» Required task:
Rewrite only the items from the line holding "y=22, one point per instance." through the line holding "x=30, y=196", inclusive, keeping every line and multiplying each point coordinate in the answers by 2.6, rounded to a whole number with halves going up. Leave all numbers on the other lines, including their sample points, unchanged.

[Stored entries]
·····

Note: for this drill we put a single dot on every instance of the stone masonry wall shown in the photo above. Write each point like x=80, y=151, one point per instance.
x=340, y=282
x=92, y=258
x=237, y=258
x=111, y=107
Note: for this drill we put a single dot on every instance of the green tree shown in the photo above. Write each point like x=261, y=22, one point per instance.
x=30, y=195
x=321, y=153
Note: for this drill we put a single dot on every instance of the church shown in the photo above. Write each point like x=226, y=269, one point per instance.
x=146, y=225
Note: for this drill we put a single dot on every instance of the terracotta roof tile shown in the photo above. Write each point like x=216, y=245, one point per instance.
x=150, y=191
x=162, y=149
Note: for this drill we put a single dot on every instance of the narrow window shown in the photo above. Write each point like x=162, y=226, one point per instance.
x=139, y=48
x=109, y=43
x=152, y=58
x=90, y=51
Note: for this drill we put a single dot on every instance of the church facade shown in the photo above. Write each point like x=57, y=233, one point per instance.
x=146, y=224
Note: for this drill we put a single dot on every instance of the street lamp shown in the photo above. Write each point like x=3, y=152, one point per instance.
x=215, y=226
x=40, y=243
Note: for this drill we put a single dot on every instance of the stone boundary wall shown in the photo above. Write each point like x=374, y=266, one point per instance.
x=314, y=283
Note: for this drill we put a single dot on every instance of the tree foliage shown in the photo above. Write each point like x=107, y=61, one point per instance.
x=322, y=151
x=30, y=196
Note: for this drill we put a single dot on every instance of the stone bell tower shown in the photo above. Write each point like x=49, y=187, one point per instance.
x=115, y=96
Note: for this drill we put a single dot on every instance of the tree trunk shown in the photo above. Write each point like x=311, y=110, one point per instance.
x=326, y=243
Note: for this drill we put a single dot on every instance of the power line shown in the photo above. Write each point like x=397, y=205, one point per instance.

·····

» Right answer:
Note: for this drill we put a single dot on every instance of the green tree shown in the photo above. Write each point like x=261, y=22, one point per instance.
x=78, y=507
x=835, y=398
Note: for this drill we put a single dot on every instance of the church shown in the photo above. Write each point like x=226, y=269, one point per instance.
x=380, y=585
Note: for this drill we put a single dot on every instance of the terracotta roof tile shown in the photo above. Write each point like x=216, y=245, one point per instance.
x=390, y=497
x=421, y=387
Note: for this drill we put a single dot on every instance of the narrow window shown in the photo above. Write each point like x=162, y=226, one point per instance.
x=361, y=125
x=283, y=112
x=395, y=151
x=234, y=133
Note: for this drill we put a single dot on every instance of the church facade shown in the photo above. Write each point like x=57, y=233, one point per instance.
x=380, y=582
Note: for this drill we put a single dot on every instance of the street lamp shown in the photo above. Write each point like x=3, y=152, one point per instance.
x=559, y=588
x=104, y=632
Note: for this drill we put a single dot on every instance of the stone boundary wall shown in the photo above. Write each point like x=374, y=266, one point per instance.
x=816, y=736
Note: for this drill we put a single dot on every instance of the tree foliage shown in the photo above. Write each point like x=107, y=61, one point per instance.
x=837, y=393
x=78, y=510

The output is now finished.